* START INFORMATION PROVIDED *
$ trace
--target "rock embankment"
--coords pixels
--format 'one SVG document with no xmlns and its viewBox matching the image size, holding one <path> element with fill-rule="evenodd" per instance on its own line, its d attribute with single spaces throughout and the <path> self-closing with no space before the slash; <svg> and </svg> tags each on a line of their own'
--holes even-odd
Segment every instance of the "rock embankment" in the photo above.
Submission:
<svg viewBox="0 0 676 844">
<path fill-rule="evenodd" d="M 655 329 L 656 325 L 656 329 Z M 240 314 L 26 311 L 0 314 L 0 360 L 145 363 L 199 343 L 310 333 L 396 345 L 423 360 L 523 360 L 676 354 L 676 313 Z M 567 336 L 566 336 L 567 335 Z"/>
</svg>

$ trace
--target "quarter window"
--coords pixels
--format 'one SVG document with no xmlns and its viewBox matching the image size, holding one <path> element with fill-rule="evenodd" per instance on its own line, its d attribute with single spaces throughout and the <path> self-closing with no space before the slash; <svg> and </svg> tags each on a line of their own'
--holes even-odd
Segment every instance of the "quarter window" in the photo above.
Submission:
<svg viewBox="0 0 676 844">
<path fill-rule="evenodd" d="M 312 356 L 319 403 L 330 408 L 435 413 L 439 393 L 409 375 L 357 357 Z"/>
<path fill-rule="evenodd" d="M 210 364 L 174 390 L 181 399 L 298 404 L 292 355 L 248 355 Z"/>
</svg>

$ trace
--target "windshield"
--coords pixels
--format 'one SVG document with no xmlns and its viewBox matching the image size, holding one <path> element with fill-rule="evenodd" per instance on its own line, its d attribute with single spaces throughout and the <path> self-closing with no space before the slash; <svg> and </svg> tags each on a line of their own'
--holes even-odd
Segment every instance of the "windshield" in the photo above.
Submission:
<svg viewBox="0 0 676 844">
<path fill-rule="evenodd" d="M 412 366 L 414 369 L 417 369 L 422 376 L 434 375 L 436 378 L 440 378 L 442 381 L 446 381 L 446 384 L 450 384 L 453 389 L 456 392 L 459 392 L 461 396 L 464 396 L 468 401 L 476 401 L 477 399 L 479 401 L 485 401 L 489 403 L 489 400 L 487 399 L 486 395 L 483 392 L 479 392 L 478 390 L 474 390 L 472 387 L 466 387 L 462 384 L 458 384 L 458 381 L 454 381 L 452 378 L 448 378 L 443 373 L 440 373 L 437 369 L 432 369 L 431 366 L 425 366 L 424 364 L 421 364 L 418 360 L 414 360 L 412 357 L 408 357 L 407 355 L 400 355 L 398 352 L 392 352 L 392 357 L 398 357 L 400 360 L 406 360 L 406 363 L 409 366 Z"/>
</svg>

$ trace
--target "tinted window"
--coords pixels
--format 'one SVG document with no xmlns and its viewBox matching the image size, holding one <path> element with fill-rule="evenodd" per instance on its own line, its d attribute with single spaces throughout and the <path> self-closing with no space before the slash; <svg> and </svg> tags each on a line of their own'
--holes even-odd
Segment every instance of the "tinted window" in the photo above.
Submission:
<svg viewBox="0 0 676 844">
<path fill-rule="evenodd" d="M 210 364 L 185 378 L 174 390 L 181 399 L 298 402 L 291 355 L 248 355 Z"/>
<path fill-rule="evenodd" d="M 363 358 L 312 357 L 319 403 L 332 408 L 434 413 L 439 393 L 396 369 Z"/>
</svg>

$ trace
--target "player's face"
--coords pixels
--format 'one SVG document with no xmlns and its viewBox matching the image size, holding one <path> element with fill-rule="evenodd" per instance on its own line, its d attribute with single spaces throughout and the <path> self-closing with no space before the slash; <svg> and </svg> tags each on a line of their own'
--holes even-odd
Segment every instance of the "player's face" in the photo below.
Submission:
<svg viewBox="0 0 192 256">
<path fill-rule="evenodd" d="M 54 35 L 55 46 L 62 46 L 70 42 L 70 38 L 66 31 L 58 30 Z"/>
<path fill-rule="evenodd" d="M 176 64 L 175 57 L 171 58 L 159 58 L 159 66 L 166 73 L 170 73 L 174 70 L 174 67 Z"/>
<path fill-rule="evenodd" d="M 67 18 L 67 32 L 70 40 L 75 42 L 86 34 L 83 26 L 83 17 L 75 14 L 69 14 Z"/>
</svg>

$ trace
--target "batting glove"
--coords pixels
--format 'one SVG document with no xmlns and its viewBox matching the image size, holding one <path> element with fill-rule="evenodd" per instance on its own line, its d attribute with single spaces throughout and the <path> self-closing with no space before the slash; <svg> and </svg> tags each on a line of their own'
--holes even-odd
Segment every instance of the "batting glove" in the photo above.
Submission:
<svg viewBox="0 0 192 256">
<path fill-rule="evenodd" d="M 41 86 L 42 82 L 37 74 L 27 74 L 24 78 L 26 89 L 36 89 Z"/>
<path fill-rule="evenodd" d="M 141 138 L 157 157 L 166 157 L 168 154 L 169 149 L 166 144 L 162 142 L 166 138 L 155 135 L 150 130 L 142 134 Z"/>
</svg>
* END INFORMATION PROVIDED *
• WORK REQUIRED: Identify each line in the rows above that contains the word "Segment", and copy every such line.

• RESULT FOR THIS TASK:
Segment every instance of the "rock embankment" in the photo above.
Segment every instance of the "quarter window" in the photo above.
Segment every instance of the "windshield" in the photo above.
Segment every instance of the "tinted window" in the photo above.
Segment every instance of the "player's face" in the photo below.
Segment every instance of the "batting glove" in the photo above.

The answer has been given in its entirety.